Task item: The entries below are to be reproduced exactly, with their pictures omitted.

Stored dataset items
+ + +
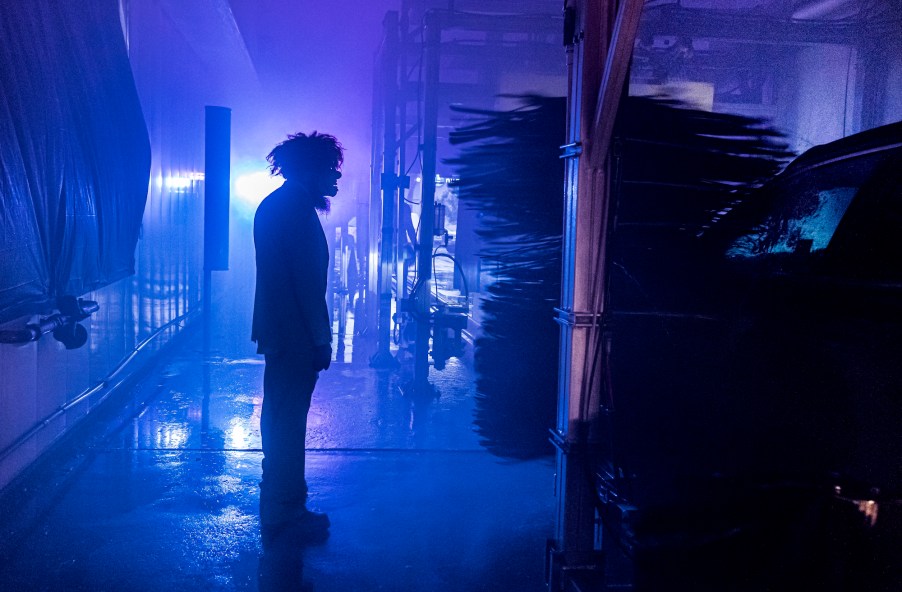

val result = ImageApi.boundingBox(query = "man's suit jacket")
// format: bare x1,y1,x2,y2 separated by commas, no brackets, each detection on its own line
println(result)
252,182,331,355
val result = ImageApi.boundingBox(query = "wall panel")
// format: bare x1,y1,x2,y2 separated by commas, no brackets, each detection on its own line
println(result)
0,0,217,491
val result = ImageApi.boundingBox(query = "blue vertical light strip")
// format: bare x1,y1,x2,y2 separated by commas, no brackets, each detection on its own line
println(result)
204,106,231,273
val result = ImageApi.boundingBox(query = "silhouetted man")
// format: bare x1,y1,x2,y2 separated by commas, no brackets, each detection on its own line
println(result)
252,132,342,540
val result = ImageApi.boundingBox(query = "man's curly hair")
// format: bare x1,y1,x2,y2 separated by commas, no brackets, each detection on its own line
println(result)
266,131,343,179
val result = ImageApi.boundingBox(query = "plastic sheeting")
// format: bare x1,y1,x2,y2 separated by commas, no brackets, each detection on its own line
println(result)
0,0,150,323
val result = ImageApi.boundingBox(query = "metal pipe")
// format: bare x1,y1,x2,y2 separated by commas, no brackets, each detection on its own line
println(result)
413,10,442,392
397,4,410,303
372,11,402,367
0,309,198,463
366,30,385,337
0,300,100,345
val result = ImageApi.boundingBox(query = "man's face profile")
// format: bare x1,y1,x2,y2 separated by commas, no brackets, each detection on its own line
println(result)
317,166,341,198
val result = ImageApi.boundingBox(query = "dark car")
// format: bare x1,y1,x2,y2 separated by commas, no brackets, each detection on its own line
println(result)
597,117,902,591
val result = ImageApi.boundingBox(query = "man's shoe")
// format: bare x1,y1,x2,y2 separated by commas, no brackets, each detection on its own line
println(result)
262,509,330,546
295,509,330,531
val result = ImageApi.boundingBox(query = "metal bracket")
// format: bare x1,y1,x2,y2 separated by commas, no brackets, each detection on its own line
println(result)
554,307,603,328
560,142,583,159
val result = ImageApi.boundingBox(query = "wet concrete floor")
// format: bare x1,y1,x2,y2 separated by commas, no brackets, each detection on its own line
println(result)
0,326,555,591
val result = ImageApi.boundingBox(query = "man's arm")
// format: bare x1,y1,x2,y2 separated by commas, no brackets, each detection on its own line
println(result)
283,211,332,358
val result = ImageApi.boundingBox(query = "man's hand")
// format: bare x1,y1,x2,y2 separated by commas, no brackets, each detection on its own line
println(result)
313,344,332,371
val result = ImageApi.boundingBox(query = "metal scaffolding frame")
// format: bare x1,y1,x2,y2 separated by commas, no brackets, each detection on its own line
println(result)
+ + +
Result:
val result = ImageApi.boundingBox(query = "man's suit jacket")
// format: bare x1,y1,x2,y2 separated by commas, no brackets, each detection on its own line
println(result)
252,182,331,355
val result = ImageApi.boundingBox(query = "wall panel")
// format: bare x1,y1,x2,y2 separated by commas, no brackets, each detection on its own line
println(result)
0,0,217,491
val result = ImageApi.boundingBox(query = "blue vertical light strip")
// format: bare x1,y1,x2,y2 separated by commas, no brackets, each detection on its own line
println(result)
204,106,231,273
val result = ImageApi.boundingBox(query = "silhouetted man")
// format: bare x1,y1,x2,y2 separated by commas, no brackets, each detection on its own line
println(result)
252,132,342,540
val result = ImageApi.boundingBox(query = "man's curly hair")
// format: bare x1,y1,x2,y2 separated by commas, no brackets, each detection on its own line
println(result)
266,131,343,179
val result = ImageApi.boundingBox(query = "plastic sheeting")
// format: bare x1,y1,x2,y2 separated by commas, no brackets, each detection on its own line
println(result)
0,0,150,323
val result = ImageApi.boundingBox(query = "metal pipe")
// format: bare x1,y1,x2,y2 separated by commas, no brackets, each detection on its own line
println(result)
413,10,442,392
397,4,410,303
372,11,402,367
0,309,198,463
366,30,385,337
0,300,100,345
val result = ImageApi.boundingBox(query = "man's face profile")
// format: bare x1,y1,x2,y2 separated by commas, no brackets, each detection on its own line
println(result)
317,166,341,198
val result = ImageApi.boundingBox(query = "dark car")
// format: bare x1,y1,x2,y2 separated by commas, no brackets, each detection on its own line
println(result)
597,117,902,591
val result = ImageApi.boundingBox(query = "man's shoe")
// format: bare x1,y1,x2,y2 separated by commas, no brackets, each detection on its own line
println(result)
262,509,330,546
295,509,330,531
val result = ImageApi.boundingBox(query = "metal bracket")
// format: bare x1,y1,x2,y2 separated by commas, no brackets, each detection on its own line
println(result)
554,307,603,328
560,142,583,159
val result = ImageApi.boundingBox(query = "wet concrete floor")
// format: bare x1,y1,x2,y2 separated by commas, no brackets, each detection on its own line
println(result)
0,326,555,591
val result = ImageApi.boundingBox(query = "man's arm")
// format: bare x1,y1,x2,y2 separated by commas, no brackets, each detection on its own line
println(result)
283,211,332,358
val result = ImageApi.boundingBox(query = "man's hand")
// format: bare x1,y1,x2,y2 separated by commas, no brackets, each detection on its own line
println(result)
313,344,332,371
val result = ImageApi.boundingBox(query = "metal scaffolding frame")
// format: bare x1,y1,x2,y2 separated by commas, no brackets, each detection on its own line
println(result)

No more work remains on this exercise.